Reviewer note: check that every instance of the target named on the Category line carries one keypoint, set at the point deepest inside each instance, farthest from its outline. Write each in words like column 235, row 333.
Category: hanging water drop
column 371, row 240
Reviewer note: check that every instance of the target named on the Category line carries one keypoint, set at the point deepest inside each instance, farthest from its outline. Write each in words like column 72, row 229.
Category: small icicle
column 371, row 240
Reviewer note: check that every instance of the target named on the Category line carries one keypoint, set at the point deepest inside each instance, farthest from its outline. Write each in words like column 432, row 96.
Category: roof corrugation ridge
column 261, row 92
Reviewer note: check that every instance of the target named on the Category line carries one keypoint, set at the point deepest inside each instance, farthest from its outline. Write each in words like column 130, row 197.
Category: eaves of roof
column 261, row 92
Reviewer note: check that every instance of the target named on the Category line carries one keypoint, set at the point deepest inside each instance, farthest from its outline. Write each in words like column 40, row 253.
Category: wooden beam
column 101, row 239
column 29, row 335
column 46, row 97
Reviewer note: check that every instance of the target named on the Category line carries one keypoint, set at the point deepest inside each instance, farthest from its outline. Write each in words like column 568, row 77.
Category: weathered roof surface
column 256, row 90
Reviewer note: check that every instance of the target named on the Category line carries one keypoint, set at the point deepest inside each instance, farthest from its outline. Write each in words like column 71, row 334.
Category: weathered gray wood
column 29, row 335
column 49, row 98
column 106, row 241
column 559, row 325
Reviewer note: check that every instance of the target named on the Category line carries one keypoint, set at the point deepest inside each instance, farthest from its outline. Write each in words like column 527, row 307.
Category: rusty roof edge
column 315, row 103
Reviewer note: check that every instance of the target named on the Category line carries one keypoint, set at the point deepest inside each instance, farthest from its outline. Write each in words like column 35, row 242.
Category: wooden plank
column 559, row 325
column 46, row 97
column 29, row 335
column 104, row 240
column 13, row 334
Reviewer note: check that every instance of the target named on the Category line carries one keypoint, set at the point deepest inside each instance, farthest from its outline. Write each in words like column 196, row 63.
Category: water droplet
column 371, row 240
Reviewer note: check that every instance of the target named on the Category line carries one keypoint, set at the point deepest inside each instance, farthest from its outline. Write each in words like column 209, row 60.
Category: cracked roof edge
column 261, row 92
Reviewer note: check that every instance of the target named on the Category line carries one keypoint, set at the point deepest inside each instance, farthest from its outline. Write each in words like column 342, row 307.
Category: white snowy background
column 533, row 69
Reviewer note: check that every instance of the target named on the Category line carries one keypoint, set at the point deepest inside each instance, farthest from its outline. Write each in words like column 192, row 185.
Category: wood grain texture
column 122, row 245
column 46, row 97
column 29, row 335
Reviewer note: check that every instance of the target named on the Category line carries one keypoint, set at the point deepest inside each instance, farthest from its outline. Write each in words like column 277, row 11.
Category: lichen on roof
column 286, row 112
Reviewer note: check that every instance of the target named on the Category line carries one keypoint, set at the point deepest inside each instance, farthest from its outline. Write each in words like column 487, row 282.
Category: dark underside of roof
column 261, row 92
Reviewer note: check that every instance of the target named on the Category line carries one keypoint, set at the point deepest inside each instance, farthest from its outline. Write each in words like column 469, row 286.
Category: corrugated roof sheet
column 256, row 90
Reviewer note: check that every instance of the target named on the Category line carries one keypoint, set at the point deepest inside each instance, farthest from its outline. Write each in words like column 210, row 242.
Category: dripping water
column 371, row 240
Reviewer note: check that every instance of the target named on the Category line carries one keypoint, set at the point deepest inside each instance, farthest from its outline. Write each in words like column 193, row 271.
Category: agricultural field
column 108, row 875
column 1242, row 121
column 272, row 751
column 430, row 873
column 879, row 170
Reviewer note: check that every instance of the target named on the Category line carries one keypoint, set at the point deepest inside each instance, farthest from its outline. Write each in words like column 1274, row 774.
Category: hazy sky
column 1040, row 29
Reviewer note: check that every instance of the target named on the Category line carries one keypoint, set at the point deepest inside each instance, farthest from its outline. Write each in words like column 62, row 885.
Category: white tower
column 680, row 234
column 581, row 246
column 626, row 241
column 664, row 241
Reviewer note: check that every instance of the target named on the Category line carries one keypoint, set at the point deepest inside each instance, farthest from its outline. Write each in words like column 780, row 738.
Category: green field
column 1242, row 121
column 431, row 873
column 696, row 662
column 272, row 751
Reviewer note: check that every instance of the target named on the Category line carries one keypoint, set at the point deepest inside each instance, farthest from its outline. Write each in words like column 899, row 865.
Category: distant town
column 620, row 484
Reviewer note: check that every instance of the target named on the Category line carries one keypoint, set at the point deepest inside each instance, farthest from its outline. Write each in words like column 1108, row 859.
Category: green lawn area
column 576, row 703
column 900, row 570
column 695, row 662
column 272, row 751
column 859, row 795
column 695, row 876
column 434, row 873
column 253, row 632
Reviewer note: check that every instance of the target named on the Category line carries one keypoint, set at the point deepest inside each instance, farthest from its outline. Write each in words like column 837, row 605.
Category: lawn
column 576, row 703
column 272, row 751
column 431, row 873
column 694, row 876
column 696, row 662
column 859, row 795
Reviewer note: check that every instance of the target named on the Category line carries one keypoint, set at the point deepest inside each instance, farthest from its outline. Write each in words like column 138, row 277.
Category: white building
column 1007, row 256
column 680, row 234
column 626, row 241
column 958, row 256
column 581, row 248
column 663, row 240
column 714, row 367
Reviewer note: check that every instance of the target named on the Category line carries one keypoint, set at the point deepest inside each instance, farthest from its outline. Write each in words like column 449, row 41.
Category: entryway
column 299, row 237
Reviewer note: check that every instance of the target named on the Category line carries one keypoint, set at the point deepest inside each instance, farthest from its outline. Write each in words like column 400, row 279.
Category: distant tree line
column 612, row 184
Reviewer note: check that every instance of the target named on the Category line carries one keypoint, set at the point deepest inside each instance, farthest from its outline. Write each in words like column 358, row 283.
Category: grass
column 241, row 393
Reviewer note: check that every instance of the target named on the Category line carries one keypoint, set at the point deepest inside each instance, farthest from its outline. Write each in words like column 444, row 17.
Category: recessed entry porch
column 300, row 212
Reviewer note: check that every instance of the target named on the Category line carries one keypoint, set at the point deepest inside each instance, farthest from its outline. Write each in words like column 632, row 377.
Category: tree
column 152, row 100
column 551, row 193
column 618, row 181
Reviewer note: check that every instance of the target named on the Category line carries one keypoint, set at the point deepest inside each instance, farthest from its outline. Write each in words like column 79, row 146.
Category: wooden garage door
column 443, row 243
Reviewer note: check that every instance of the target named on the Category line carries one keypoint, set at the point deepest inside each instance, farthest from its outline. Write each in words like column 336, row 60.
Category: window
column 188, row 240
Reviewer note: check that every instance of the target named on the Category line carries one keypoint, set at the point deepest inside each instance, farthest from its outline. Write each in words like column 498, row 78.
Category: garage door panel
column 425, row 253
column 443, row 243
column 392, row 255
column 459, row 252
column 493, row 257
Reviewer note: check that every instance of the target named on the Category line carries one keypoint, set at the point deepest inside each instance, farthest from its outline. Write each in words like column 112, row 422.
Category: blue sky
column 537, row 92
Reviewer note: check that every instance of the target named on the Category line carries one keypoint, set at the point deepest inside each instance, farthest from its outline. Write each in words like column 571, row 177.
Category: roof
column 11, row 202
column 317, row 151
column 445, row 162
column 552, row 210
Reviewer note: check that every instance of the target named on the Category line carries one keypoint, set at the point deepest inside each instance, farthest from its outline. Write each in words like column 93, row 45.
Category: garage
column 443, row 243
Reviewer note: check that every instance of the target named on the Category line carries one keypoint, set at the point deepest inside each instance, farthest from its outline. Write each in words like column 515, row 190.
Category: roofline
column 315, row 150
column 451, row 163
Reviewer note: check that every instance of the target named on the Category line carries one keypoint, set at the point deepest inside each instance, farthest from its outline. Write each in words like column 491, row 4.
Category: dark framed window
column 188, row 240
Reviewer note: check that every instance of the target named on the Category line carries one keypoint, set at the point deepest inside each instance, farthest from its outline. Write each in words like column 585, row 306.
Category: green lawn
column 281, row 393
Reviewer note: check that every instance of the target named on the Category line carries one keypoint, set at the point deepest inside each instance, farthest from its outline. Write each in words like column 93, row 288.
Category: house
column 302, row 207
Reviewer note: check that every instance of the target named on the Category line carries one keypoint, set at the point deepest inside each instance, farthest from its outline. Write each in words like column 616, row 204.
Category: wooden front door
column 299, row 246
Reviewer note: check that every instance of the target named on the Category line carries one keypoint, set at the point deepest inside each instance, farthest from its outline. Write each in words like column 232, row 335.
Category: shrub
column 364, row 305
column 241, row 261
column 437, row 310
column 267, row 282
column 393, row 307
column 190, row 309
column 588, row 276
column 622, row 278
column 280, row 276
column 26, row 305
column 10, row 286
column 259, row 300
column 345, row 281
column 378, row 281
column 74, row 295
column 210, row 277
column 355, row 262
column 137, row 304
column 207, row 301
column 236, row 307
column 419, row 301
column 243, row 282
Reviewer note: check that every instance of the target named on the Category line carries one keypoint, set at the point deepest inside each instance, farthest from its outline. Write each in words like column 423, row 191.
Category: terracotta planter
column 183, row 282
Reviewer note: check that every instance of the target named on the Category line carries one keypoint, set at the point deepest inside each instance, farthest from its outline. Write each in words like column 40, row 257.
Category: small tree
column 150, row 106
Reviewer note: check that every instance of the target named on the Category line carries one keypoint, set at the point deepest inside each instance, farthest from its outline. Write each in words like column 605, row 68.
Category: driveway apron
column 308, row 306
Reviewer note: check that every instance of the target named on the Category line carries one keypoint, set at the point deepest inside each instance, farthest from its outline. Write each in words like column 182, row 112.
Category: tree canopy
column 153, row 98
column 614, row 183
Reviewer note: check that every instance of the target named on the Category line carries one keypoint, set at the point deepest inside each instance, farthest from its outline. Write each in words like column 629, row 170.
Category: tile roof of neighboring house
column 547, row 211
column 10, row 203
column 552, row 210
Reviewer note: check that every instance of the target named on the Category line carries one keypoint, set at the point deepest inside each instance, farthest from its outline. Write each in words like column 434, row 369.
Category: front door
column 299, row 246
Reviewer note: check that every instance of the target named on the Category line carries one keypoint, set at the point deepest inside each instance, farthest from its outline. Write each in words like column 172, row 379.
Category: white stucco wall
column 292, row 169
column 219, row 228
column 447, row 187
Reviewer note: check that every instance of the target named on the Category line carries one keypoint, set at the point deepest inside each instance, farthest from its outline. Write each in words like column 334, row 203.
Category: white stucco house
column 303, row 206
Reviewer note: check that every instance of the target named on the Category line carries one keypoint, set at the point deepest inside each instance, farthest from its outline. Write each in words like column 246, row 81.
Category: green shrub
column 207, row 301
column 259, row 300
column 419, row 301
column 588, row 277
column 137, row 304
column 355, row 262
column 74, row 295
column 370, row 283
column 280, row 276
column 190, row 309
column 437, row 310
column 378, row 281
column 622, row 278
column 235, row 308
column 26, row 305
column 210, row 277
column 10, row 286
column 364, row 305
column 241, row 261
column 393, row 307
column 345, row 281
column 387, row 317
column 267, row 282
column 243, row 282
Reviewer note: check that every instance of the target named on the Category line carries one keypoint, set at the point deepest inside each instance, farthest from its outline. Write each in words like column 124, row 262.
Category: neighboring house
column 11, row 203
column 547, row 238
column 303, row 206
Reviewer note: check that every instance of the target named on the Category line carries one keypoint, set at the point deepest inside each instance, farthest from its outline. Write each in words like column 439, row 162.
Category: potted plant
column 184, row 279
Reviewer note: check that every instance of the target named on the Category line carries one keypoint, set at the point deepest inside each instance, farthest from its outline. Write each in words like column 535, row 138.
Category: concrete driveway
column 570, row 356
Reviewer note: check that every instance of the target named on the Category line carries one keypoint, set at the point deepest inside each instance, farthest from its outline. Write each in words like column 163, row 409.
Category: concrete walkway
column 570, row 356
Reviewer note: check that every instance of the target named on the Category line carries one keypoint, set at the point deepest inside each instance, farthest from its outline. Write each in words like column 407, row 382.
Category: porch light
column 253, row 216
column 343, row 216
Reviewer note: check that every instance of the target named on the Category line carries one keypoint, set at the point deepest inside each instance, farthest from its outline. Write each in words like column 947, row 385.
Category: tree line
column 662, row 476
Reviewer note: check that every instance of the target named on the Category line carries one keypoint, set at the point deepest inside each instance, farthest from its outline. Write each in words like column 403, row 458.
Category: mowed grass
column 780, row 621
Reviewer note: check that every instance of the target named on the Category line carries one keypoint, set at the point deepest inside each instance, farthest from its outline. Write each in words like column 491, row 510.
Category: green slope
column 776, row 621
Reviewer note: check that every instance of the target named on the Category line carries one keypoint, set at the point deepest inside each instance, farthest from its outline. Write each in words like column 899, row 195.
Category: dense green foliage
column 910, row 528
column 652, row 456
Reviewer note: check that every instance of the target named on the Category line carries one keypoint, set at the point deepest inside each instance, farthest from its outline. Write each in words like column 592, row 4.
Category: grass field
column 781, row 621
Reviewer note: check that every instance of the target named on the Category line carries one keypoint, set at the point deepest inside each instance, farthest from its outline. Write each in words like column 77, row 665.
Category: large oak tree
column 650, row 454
* * *
» Problem
Present the entries as a Markdown table with the columns "Row" and "Text": begin at the line containing "403, row 458.", continue through the end of the entries, and omit any blank lines.

» Finished task
| Row | Text |
|---|---|
| 1 | Reviewer note: check that every instance of the target named on the Category line carries one keypoint, set at the point deepest inside each instance, farthest from its outline. Write each in words like column 403, row 458. |
| 2 | Category: mowed grass |
| 3 | column 780, row 621 |
| 4 | Reviewer note: check that every instance of the target named on the Category line carries one keypoint, set at the point deepest inside each instance, farthest from its outline. Write each in words like column 491, row 510. |
| 5 | Category: green slope |
| 6 | column 776, row 621 |
| 7 | Reviewer note: check that every instance of the target named on the Category line carries one keypoint, set at the point deepest inside each instance, farthest from its outline. Write each in words like column 899, row 195. |
| 8 | Category: dense green foliage |
| 9 | column 910, row 528 |
| 10 | column 652, row 456 |
| 11 | Reviewer note: check that every instance of the target named on the Category line carries one keypoint, set at the point deepest inside each instance, farthest from its outline. Write each in words like column 592, row 4. |
| 12 | Category: grass field |
| 13 | column 781, row 621 |
| 14 | Reviewer note: check that every instance of the target named on the Category line carries one keypoint, set at the point deepest inside each instance, farthest from its outline. Write each in words like column 77, row 665. |
| 15 | Category: large oak tree |
| 16 | column 650, row 454 |